With the pictures left out, write out the records verbatim.

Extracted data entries
+---+
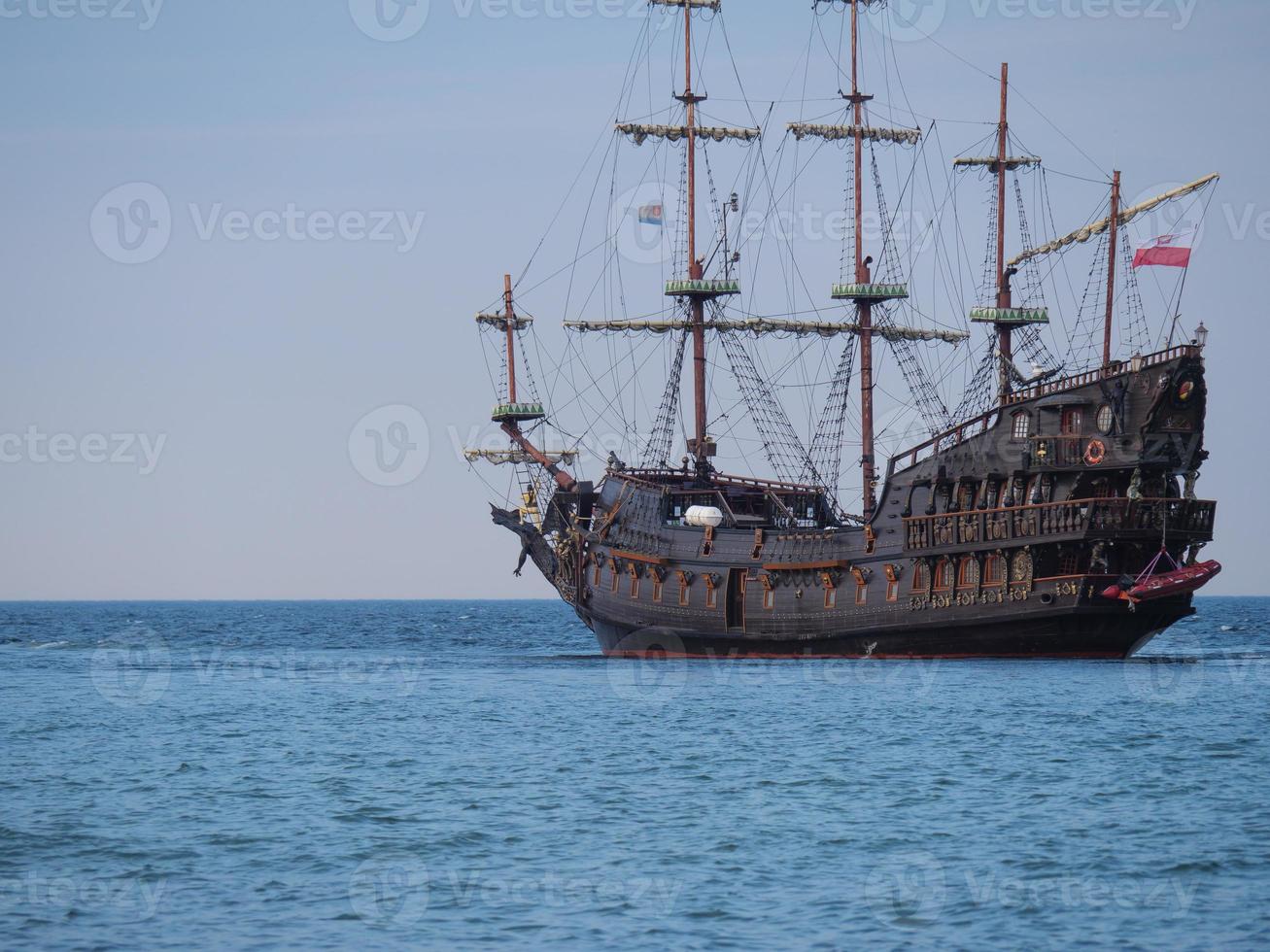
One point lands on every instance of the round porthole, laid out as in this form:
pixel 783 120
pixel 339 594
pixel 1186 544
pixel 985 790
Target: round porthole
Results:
pixel 1105 418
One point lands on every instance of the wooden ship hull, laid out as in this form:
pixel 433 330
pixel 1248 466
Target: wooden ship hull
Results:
pixel 996 539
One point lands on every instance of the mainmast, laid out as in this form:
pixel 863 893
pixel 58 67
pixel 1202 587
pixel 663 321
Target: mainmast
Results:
pixel 696 289
pixel 1112 251
pixel 868 467
pixel 1004 315
pixel 699 450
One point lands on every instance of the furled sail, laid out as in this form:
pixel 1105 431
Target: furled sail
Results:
pixel 770 325
pixel 499 322
pixel 640 132
pixel 831 133
pixel 518 458
pixel 1013 162
pixel 1128 215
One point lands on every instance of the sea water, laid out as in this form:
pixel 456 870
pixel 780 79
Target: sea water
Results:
pixel 463 774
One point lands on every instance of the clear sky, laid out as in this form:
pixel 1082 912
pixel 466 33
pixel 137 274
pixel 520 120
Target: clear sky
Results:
pixel 234 230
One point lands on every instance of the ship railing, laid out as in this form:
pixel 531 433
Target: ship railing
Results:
pixel 983 423
pixel 1116 518
pixel 1117 368
pixel 944 441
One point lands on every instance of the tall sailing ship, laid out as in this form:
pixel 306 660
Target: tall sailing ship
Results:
pixel 1051 513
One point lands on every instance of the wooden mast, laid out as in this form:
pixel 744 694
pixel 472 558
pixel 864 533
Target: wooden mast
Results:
pixel 1112 253
pixel 1005 342
pixel 698 305
pixel 511 346
pixel 868 470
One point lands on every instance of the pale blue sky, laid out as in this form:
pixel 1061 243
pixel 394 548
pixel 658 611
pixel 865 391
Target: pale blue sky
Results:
pixel 252 359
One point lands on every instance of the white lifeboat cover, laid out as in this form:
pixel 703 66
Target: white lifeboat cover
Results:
pixel 704 516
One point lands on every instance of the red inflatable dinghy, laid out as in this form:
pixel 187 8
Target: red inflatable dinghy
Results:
pixel 1179 582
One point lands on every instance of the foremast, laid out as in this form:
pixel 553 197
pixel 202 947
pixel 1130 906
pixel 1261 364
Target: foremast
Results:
pixel 1004 317
pixel 696 290
pixel 863 290
pixel 512 413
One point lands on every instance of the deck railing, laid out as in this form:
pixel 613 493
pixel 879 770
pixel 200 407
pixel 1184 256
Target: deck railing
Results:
pixel 985 422
pixel 1108 518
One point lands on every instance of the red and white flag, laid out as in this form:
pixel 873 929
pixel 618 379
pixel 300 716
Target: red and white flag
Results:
pixel 1166 252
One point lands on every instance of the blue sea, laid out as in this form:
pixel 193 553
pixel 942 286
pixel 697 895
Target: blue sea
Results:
pixel 470 774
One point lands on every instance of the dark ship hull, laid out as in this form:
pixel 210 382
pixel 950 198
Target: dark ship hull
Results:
pixel 1050 634
pixel 996 539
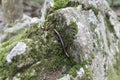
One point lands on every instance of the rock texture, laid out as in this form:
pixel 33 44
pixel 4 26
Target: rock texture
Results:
pixel 90 31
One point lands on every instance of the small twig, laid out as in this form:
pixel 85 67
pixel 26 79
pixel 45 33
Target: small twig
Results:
pixel 62 42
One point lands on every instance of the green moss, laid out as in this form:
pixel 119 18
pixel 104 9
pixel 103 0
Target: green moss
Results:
pixel 95 10
pixel 113 73
pixel 109 25
pixel 73 70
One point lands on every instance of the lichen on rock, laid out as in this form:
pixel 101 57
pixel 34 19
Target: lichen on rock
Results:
pixel 90 33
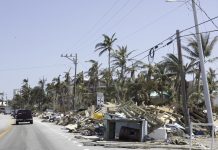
+---+
- [ANSWER]:
One point lands on every instance of the round porthole, laid out as in this form:
pixel 783 120
pixel 339 594
pixel 1186 544
pixel 985 790
Target: round porthole
Results:
pixel 1105 418
One point lands on every instance of the wooden ship hull, laid out as in this form:
pixel 433 330
pixel 1248 466
Target: wooden ship hull
Results:
pixel 996 539
One point lands on every instance of the mainmast, laid out as in this form:
pixel 863 893
pixel 58 67
pixel 1202 587
pixel 663 321
Target: mainmast
Results:
pixel 696 289
pixel 1112 251
pixel 868 467
pixel 1004 315
pixel 699 450
One point lands on every instance of the furled sail, laid out as in this form:
pixel 1105 431
Target: furled sail
Results:
pixel 770 325
pixel 499 322
pixel 640 132
pixel 831 133
pixel 518 458
pixel 1013 162
pixel 1128 215
One point lands on every instance of the sea water, laid out as in this form:
pixel 456 870
pixel 780 79
Target: sea water
Results:
pixel 463 774
One point lands on every instance of the clear sky, laid out as in this form:
pixel 1082 912
pixel 466 33
pixel 137 274
pixel 520 120
Target: clear sky
Results:
pixel 234 230
One point lands on every instance of the ship railing, laid out as in this form:
pixel 531 433
Target: ship railing
Results:
pixel 983 423
pixel 1116 518
pixel 1117 368
pixel 944 441
One point lands on every instance of the tall sailing ship, laid out as in this form:
pixel 306 660
Target: tall sailing ship
Results:
pixel 1051 513
One point lands on every instance of the wooden mast, laid out as in this form:
pixel 744 694
pixel 472 558
pixel 864 533
Target: wooden mast
Results:
pixel 1112 253
pixel 1005 342
pixel 698 305
pixel 511 346
pixel 868 470
One point lands on every instance of the pale blue sky, laid out as in this form:
pixel 1061 243
pixel 394 548
pixel 658 611
pixel 865 391
Target: pale blue sky
Results:
pixel 252 359
One point lands on every instance of the white lifeboat cover, laid out as in this form:
pixel 703 66
Target: white lifeboat cover
Results:
pixel 704 516
One point lands on every instance of the red inflatable dinghy, laid out as in this form:
pixel 187 8
Target: red inflatable dinghy
Results:
pixel 1179 582
One point lands on every instance of the foremast, laid out as in this form:
pixel 553 197
pixel 202 947
pixel 1130 906
pixel 1261 364
Target: foremast
Results:
pixel 1004 317
pixel 696 290
pixel 863 290
pixel 512 413
One point lands on every instance of the deck railing, laid out as in this form:
pixel 613 493
pixel 879 770
pixel 200 407
pixel 1184 256
Target: deck railing
Results:
pixel 985 422
pixel 1108 518
One point lands on every instance of the red and white flag, laid out as in this form:
pixel 873 929
pixel 618 379
pixel 300 716
Target: red and white flag
Results:
pixel 1166 252
One point lands on every instance of the blue sea, laid out as in this form:
pixel 193 553
pixel 942 286
pixel 697 895
Target: blue sea
Results:
pixel 470 774
One point lands on every instance of the dark ship hull, laid out as in this form:
pixel 210 382
pixel 950 198
Target: dark ship hull
Results:
pixel 1050 634
pixel 996 539
One point lands on every instance of the rock texture, laid out as in this form:
pixel 33 44
pixel 4 26
Target: rock texture
Results:
pixel 90 31
One point lands on every instance of the small twig, laid out as in this form:
pixel 85 67
pixel 26 79
pixel 45 33
Target: small twig
Results:
pixel 62 42
One point lands on every instance of the green moss, laid out as in this form:
pixel 119 18
pixel 104 9
pixel 103 0
Target: green moss
Results:
pixel 95 10
pixel 113 73
pixel 109 25
pixel 73 70
One point lands on every instance of the lichen on rock, laid out as in this form:
pixel 101 57
pixel 34 19
Target: lichen on rock
Results:
pixel 90 33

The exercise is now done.